Скоро число крестов увеличилось до 142, а после шестилетних трудов на трех саженях цепи, обвивавших его тело, старец прибавил еще три сажени, затем, по прошествии следующих шести лет, опять три «полученные от некоего брата, также трудившегося в железе» – сообщает И. Е. Забелин, так что к 1611 г. длина всей цепи составила уже 9 сажень. В 1611 г. Иринарх прибавил сразу одиннадцать саженей и постоянно пребывал обвитый двадцатисаженной цепью.
Но это было далеко не все. «После старца, – говорит И. Е. Забелин, – осталось его „праведных трудов“, кроме ужица, кроме 142 крестов и железной палицы, еще семеры вериги, пленные или нагрудные, путо шейное, путо ножныя, связни поясные в пуд тяготы, восемнадцать оковцев медных и железных, для рук и перстов; камень в 11 фунтов весу, скрепленный железными обручами и с кольцом, тоже для рук; железный обруч для головы; кнут из железной цепи для тела. Во всех сохранившихся и доселе праведных трудах затворника находятся весу около 10 пудов»80.

Формулировка задания A:
Повторите без изменений фрагмент текста о веригах старца Иринарха, начиная со слов «Скоро число крестов» и заканчивая словами «обвитый двадцатисаженной цепью.».
Текст и строки никак не связаны друг с другом.

Материал для упражнения:
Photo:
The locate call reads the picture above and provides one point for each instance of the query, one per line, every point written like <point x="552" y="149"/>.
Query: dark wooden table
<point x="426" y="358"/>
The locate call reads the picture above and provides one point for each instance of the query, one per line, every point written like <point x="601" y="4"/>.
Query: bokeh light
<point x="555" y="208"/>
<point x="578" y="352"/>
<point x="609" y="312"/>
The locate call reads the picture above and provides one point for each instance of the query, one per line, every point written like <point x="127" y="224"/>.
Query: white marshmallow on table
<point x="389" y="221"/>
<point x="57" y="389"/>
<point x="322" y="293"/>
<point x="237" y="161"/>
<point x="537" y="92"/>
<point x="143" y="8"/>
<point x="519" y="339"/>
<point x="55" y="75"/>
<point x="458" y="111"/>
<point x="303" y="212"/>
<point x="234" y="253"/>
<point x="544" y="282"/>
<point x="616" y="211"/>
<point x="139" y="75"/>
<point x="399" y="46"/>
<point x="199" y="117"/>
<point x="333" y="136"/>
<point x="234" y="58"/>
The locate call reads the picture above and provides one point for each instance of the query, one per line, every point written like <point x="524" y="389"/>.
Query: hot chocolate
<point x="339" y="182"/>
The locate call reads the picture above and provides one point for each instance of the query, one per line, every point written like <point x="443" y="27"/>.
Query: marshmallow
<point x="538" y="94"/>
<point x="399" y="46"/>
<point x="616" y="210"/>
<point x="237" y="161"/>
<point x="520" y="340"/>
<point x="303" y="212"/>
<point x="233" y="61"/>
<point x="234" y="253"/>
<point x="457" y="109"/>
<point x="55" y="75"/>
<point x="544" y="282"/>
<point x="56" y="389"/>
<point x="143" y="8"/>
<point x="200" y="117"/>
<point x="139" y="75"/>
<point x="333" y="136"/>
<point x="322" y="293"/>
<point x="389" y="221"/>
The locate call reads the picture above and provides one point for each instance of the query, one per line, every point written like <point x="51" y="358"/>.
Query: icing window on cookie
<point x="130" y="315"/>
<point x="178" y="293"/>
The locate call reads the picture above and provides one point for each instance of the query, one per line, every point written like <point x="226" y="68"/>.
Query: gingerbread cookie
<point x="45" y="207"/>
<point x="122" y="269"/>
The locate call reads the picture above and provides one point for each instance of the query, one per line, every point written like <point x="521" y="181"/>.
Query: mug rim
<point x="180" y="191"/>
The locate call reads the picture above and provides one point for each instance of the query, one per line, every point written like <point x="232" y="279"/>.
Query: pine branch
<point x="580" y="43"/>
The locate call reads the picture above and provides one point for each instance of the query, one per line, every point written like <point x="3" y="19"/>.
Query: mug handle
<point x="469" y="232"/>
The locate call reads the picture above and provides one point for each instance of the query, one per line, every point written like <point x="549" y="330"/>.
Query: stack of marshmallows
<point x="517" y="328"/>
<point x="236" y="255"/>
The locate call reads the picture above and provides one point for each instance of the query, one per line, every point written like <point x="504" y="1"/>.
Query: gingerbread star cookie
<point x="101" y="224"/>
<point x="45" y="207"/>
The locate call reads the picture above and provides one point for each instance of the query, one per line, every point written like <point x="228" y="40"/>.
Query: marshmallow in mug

Формулировка задания B:
Подсчитайте, в скольких строках встречается слово «table», учитывая регистр букв. В ответе укажите только число.

Правильный ответ A:
Скоро число крестов увеличилось до 142, а после шестилетних трудов на трех саженях цепи, обвивавших его тело, старец прибавил еще три сажени, затем, по прошествии следующих шести лет, опять три «полученные от некоего брата, также трудившегося в железе» – сообщает И. Е. Забелин, так что к 1611 г. длина всей цепи составила уже 9 сажень. В 1611 г. Иринарх прибавил сразу одиннадцать саженей и постоянно пребывал обвитый двадцатисаженной цепью.

Правильный ответ B:
2